#### Requirements
Reproduce every one of the rows below word for word, without altering, adding, or omitting anything.

- - - -

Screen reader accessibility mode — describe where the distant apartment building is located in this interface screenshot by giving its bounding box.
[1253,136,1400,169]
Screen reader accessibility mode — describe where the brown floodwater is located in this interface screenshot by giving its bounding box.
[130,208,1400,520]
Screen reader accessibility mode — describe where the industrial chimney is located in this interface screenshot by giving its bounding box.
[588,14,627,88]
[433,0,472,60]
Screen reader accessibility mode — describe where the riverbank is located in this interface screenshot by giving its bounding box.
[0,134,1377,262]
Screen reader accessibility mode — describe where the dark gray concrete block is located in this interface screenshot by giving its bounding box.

- - - -

#### Answer to this task
Screen reader accessibility mode — describe where the distant apartment building is located in this interface screenshot by giving its bounding box.
[1253,136,1400,169]
Screen reader accessibility mode — describe where the brown floodwater is located in this interface screenshot by giving its bounding box.
[130,208,1400,520]
Screen reader accessibility mode — describe where the industrial chimney is located in this interface screenshot by giving its bounding box.
[588,14,627,88]
[433,0,472,60]
Screen reader accessibility mode — describe where the riverbank is located in this interface screenshot by giving its bounding box.
[0,134,1377,262]
Screen reader accessibility mode — describe where the dark gray concrete block is located in this interface screenshot by giving its bounding box.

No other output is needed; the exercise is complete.